Items from a dataset
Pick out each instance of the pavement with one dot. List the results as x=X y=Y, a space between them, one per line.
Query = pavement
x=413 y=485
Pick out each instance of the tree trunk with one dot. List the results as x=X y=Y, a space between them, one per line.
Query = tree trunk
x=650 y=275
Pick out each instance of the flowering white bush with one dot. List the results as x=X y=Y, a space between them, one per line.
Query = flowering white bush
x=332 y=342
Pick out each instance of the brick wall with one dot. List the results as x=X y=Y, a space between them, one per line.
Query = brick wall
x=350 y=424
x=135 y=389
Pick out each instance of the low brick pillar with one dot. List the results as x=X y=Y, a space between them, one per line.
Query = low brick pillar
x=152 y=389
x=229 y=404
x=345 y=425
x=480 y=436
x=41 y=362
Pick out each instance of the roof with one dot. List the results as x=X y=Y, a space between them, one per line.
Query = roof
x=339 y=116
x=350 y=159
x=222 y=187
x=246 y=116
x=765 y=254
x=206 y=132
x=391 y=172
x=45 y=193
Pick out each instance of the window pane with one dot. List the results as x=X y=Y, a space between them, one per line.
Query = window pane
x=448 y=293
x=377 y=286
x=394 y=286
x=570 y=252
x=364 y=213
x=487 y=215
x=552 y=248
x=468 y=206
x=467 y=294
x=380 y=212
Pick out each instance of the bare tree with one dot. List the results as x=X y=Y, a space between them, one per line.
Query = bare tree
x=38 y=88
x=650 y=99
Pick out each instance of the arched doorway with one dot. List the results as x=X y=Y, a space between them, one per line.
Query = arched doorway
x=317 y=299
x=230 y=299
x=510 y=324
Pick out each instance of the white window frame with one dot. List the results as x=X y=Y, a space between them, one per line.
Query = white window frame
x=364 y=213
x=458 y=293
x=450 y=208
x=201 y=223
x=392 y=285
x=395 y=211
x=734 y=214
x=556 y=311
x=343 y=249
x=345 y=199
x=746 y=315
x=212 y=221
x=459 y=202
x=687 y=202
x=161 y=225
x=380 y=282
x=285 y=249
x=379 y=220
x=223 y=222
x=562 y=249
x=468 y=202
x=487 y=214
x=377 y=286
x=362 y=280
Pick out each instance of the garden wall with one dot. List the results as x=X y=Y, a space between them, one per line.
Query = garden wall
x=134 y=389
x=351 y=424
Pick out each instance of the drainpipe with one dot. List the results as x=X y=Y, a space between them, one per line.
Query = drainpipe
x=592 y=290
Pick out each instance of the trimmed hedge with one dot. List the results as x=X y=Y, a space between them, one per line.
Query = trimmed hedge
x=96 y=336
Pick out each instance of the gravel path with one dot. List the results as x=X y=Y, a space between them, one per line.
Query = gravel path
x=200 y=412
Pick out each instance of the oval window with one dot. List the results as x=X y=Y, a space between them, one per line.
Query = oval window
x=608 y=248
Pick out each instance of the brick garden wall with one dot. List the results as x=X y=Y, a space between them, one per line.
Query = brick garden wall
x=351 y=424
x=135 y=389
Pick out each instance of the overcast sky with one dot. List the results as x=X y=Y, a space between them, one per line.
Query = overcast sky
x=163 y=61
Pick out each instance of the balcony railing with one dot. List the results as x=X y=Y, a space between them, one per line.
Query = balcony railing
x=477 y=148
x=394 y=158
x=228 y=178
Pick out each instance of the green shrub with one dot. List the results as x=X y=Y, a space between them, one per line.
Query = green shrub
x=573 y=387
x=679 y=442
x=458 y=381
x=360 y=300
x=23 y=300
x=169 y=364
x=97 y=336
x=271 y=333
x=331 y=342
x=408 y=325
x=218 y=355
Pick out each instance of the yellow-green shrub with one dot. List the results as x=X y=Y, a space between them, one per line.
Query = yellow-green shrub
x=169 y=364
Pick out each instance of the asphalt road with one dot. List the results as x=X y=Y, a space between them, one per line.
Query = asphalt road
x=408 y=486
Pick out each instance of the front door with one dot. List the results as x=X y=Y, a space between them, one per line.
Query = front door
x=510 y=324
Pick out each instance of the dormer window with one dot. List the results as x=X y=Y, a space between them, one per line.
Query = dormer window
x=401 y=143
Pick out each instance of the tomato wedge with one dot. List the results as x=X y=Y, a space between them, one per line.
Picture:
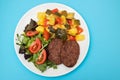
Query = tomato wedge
x=35 y=46
x=55 y=10
x=42 y=57
x=46 y=22
x=46 y=34
x=69 y=21
x=79 y=29
x=72 y=38
x=31 y=33
x=58 y=20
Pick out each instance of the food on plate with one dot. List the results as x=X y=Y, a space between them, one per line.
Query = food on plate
x=70 y=53
x=51 y=40
x=54 y=49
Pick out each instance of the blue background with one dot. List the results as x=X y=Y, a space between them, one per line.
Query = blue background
x=103 y=59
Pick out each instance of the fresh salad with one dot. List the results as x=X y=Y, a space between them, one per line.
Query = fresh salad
x=38 y=34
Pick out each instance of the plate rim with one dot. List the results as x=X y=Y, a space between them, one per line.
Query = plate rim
x=28 y=11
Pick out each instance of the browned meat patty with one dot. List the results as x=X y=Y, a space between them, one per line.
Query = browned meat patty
x=70 y=53
x=54 y=49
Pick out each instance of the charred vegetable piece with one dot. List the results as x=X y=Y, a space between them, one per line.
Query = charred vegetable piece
x=22 y=50
x=51 y=29
x=76 y=22
x=64 y=13
x=31 y=26
x=61 y=34
x=67 y=26
x=48 y=11
x=57 y=14
x=26 y=56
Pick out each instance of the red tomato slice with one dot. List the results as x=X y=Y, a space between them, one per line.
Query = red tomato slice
x=46 y=22
x=58 y=20
x=72 y=38
x=31 y=33
x=46 y=34
x=80 y=30
x=35 y=46
x=69 y=21
x=42 y=57
x=55 y=10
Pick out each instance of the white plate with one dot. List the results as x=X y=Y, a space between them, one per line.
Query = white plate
x=84 y=45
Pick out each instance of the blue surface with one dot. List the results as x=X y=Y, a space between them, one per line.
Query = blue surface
x=103 y=59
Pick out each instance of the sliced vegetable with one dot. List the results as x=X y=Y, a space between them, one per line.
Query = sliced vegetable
x=64 y=13
x=48 y=11
x=80 y=37
x=76 y=22
x=55 y=10
x=31 y=33
x=58 y=20
x=51 y=19
x=80 y=30
x=31 y=26
x=35 y=46
x=63 y=19
x=40 y=29
x=69 y=21
x=46 y=34
x=51 y=29
x=72 y=31
x=70 y=15
x=22 y=50
x=41 y=18
x=67 y=26
x=42 y=57
x=72 y=38
x=61 y=34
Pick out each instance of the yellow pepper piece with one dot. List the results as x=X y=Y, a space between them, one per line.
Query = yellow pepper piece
x=70 y=15
x=40 y=29
x=63 y=19
x=41 y=18
x=72 y=31
x=80 y=37
x=41 y=15
x=51 y=19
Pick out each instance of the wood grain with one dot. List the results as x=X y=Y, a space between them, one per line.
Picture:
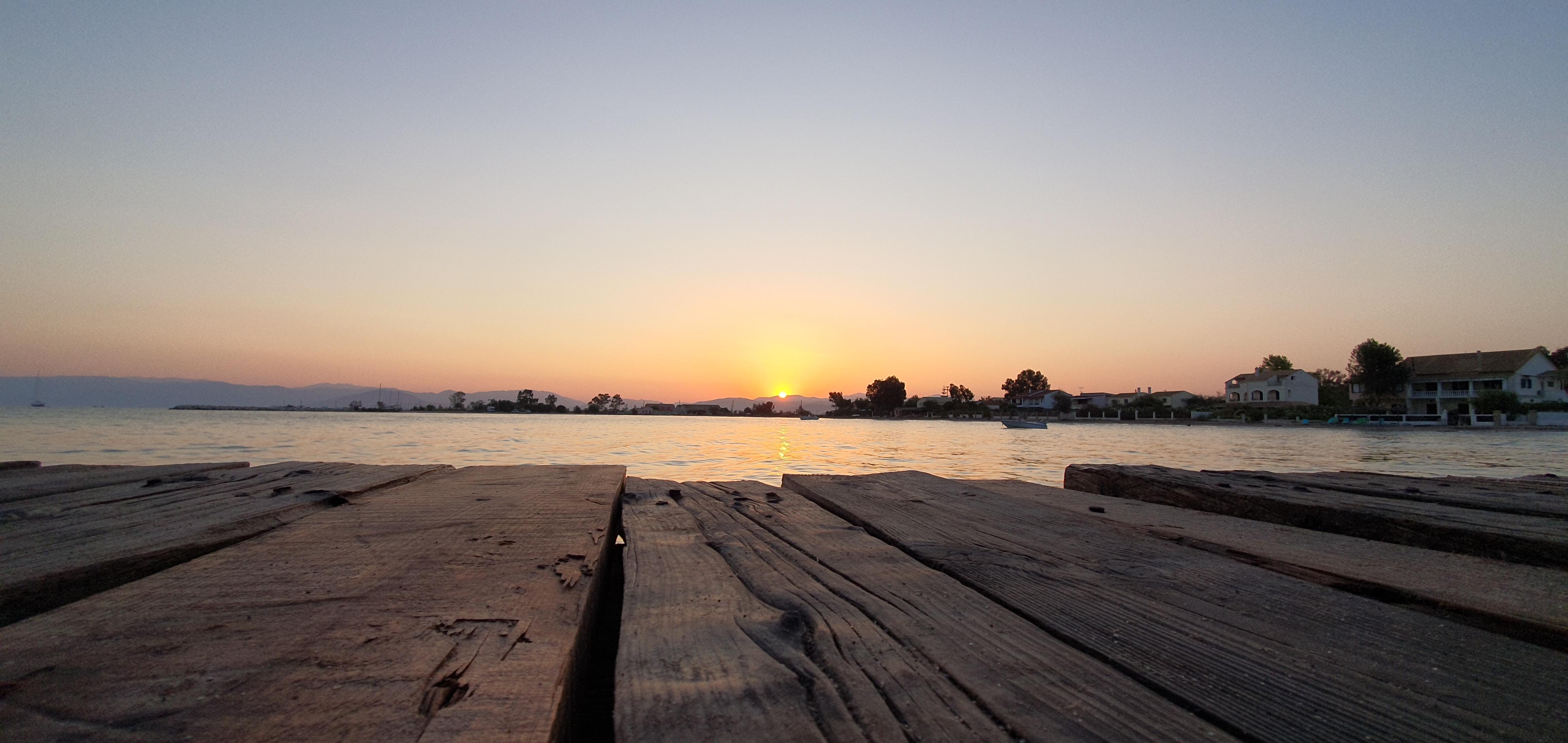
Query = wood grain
x=1523 y=601
x=755 y=615
x=1533 y=540
x=1268 y=656
x=35 y=482
x=1501 y=496
x=440 y=610
x=57 y=549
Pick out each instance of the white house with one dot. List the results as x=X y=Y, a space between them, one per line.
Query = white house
x=1175 y=399
x=1448 y=381
x=1094 y=400
x=1042 y=400
x=1272 y=388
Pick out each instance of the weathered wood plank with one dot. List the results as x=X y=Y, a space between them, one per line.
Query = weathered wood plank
x=57 y=549
x=1522 y=601
x=755 y=615
x=30 y=483
x=1268 y=656
x=440 y=610
x=1503 y=496
x=1515 y=538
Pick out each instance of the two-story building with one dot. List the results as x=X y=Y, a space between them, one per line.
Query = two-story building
x=1174 y=399
x=1092 y=400
x=1272 y=388
x=1042 y=400
x=1448 y=383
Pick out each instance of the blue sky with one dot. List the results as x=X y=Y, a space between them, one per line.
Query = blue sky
x=802 y=197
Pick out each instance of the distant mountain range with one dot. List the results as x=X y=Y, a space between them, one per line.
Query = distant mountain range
x=143 y=393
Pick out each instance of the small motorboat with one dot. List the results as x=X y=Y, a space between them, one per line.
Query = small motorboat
x=1025 y=424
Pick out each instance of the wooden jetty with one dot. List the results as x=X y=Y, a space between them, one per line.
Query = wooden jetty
x=331 y=601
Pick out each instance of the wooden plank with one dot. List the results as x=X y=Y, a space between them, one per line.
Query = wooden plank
x=440 y=610
x=62 y=548
x=1515 y=538
x=1522 y=601
x=1264 y=654
x=30 y=483
x=753 y=615
x=1501 y=496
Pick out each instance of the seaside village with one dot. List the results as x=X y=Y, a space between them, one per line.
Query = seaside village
x=1520 y=388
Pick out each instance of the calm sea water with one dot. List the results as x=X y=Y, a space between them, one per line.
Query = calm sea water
x=755 y=449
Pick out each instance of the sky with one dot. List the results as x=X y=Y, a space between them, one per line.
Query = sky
x=681 y=201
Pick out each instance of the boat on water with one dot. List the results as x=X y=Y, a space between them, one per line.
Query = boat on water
x=1025 y=424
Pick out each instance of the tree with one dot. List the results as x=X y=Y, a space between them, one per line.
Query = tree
x=1379 y=369
x=1025 y=383
x=1334 y=391
x=885 y=396
x=1330 y=377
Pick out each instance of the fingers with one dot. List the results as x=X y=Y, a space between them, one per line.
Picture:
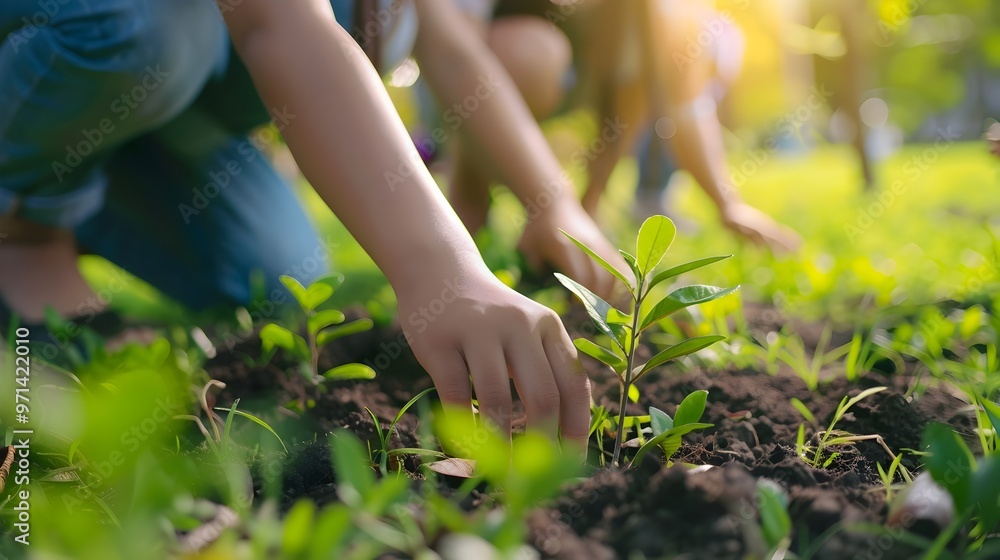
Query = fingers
x=535 y=382
x=451 y=377
x=489 y=376
x=574 y=387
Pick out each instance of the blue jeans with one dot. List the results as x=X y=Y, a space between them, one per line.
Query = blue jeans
x=129 y=122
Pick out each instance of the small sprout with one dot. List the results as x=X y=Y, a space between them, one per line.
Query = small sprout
x=323 y=326
x=624 y=329
x=381 y=456
x=831 y=437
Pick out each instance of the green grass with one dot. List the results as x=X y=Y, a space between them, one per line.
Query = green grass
x=931 y=242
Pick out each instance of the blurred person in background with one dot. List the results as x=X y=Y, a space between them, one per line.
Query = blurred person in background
x=126 y=133
x=652 y=70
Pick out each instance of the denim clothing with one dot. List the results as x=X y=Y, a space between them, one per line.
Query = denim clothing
x=129 y=121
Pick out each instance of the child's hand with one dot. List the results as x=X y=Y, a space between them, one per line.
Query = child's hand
x=470 y=324
x=543 y=243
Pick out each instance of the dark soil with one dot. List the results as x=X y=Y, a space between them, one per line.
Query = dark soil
x=652 y=510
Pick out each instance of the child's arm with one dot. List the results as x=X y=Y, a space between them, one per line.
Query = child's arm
x=460 y=67
x=349 y=143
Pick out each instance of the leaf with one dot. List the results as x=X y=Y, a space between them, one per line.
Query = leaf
x=322 y=319
x=350 y=371
x=660 y=421
x=775 y=524
x=622 y=337
x=630 y=261
x=351 y=466
x=633 y=393
x=681 y=298
x=316 y=295
x=600 y=260
x=597 y=308
x=616 y=317
x=804 y=411
x=861 y=396
x=992 y=412
x=329 y=335
x=689 y=346
x=950 y=462
x=296 y=288
x=409 y=404
x=334 y=279
x=458 y=468
x=257 y=421
x=275 y=336
x=675 y=432
x=691 y=408
x=600 y=354
x=655 y=237
x=686 y=267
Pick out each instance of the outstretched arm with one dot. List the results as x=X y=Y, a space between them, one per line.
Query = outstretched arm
x=350 y=144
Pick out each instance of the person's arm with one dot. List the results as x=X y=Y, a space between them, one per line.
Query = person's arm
x=352 y=147
x=459 y=67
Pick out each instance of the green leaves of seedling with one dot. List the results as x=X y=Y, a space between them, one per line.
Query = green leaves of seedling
x=667 y=432
x=675 y=271
x=275 y=336
x=327 y=336
x=316 y=294
x=347 y=372
x=601 y=354
x=775 y=523
x=655 y=237
x=322 y=327
x=599 y=260
x=681 y=298
x=596 y=307
x=689 y=346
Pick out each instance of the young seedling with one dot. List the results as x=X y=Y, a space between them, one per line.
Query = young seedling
x=667 y=431
x=381 y=455
x=322 y=327
x=831 y=437
x=624 y=329
x=219 y=441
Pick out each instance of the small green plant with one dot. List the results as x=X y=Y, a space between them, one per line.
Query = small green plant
x=220 y=441
x=323 y=326
x=667 y=432
x=814 y=454
x=624 y=330
x=974 y=486
x=775 y=523
x=520 y=474
x=381 y=455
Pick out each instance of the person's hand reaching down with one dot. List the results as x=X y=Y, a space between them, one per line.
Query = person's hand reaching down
x=471 y=325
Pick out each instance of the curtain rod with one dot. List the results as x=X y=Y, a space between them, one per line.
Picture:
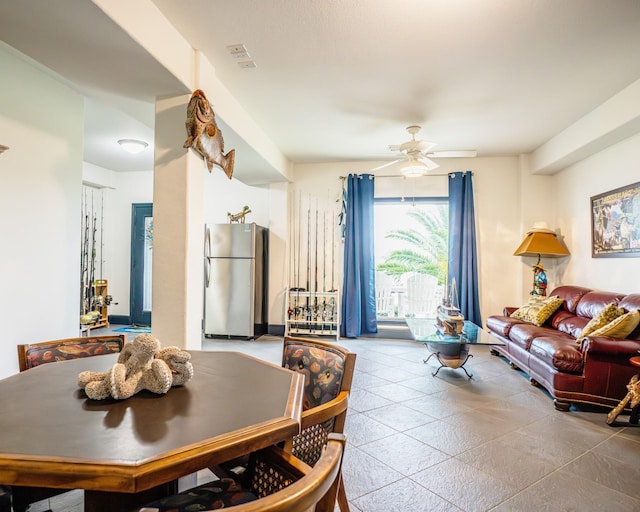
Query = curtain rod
x=406 y=177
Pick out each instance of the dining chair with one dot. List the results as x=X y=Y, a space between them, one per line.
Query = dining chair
x=35 y=354
x=328 y=369
x=5 y=498
x=274 y=481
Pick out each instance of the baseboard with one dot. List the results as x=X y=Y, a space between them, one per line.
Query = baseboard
x=275 y=330
x=120 y=319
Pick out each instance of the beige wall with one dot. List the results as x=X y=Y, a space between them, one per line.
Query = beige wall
x=41 y=121
x=612 y=168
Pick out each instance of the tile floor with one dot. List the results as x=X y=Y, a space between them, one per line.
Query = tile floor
x=446 y=443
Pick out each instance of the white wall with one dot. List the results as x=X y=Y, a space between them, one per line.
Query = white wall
x=612 y=168
x=41 y=121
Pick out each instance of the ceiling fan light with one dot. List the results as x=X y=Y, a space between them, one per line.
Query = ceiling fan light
x=417 y=168
x=133 y=146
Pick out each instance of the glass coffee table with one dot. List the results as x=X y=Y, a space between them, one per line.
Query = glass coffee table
x=451 y=350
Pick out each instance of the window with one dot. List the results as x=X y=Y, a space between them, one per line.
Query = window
x=411 y=250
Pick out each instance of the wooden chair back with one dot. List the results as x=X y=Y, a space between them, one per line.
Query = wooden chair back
x=34 y=354
x=328 y=370
x=280 y=481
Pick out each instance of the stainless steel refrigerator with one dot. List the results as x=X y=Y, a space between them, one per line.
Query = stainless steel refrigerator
x=235 y=303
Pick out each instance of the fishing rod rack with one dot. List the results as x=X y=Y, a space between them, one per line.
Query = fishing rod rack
x=313 y=313
x=312 y=298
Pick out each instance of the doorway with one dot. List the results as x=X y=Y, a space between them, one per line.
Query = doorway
x=141 y=263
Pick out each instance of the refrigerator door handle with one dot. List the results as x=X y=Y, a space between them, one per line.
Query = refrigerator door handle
x=207 y=257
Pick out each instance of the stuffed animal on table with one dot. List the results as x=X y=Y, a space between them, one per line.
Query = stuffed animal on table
x=142 y=364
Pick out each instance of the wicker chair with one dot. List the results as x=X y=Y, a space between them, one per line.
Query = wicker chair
x=328 y=370
x=35 y=354
x=274 y=481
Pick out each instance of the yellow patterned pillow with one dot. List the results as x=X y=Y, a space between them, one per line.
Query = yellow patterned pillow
x=621 y=327
x=607 y=314
x=538 y=309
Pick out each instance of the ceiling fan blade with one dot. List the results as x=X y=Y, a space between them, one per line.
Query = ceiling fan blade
x=384 y=165
x=430 y=164
x=466 y=153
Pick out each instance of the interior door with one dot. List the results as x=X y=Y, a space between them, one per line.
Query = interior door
x=141 y=263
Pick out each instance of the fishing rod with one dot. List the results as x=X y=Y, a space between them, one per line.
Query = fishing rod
x=292 y=263
x=324 y=266
x=308 y=305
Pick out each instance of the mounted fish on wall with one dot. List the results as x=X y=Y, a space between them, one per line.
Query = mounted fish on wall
x=204 y=135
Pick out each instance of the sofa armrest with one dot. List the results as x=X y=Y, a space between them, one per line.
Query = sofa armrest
x=610 y=346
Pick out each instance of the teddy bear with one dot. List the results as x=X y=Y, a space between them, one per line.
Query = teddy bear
x=142 y=364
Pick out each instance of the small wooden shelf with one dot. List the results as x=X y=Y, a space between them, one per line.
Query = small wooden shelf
x=100 y=289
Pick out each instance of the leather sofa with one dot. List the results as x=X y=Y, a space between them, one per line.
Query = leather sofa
x=595 y=370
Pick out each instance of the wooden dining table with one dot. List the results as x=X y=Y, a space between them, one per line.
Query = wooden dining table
x=125 y=452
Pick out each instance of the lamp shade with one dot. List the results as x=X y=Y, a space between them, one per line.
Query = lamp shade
x=541 y=242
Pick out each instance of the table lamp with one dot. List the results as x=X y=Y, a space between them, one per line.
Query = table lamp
x=541 y=241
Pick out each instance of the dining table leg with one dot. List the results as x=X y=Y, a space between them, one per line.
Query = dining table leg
x=102 y=501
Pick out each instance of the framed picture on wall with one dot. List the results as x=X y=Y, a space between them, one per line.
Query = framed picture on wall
x=615 y=223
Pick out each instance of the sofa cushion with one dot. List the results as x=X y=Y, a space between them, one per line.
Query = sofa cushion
x=559 y=351
x=538 y=309
x=621 y=327
x=523 y=334
x=501 y=324
x=607 y=314
x=567 y=323
x=593 y=302
x=628 y=303
x=571 y=296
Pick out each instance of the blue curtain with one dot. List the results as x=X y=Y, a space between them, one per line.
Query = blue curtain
x=358 y=290
x=463 y=258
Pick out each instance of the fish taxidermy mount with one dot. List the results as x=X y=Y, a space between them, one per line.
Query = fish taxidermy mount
x=204 y=136
x=238 y=217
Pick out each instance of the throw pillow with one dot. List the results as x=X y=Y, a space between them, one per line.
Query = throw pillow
x=621 y=327
x=607 y=314
x=538 y=309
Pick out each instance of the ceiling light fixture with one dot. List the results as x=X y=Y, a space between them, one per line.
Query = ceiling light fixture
x=416 y=168
x=133 y=146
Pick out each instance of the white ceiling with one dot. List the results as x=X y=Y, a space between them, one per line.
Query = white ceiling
x=339 y=80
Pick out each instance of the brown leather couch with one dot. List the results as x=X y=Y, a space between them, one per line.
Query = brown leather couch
x=595 y=371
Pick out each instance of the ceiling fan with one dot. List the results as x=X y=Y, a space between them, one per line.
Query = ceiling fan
x=417 y=155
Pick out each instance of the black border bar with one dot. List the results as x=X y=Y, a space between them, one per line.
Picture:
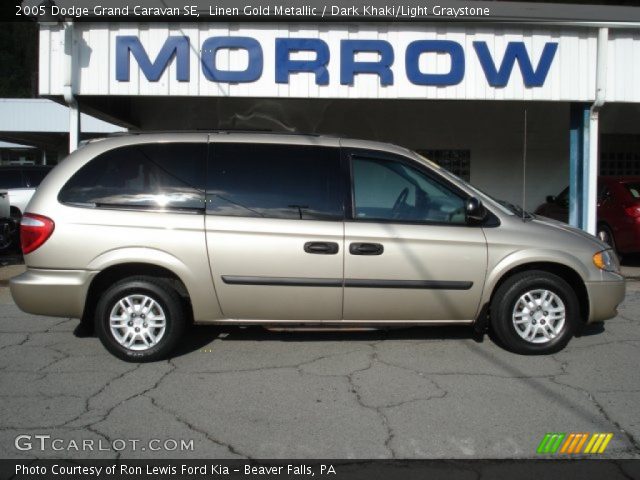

== What is required ==
What is wanted is every line from the first line of the entries through the line that contains "Pick out each instance of the brick wall", given again exactly.

== Answer for this exercise ==
Pick out each instance of the pavement with one dot. List the results as x=X y=Y, a space between them, one per line.
Query = pavement
x=413 y=485
Pick out each instance of the tree trunk with one dot. List the results as x=X y=Y, a space between them, one per line.
Query = tree trunk
x=650 y=275
Pick out each instance of the flowering white bush with one dot. List the results as x=X y=Y, a space between them, one per line.
Query = flowering white bush
x=332 y=342
Pick out each instance of the brick wall with one dot. List the results as x=X y=Y, a space between them, one per line.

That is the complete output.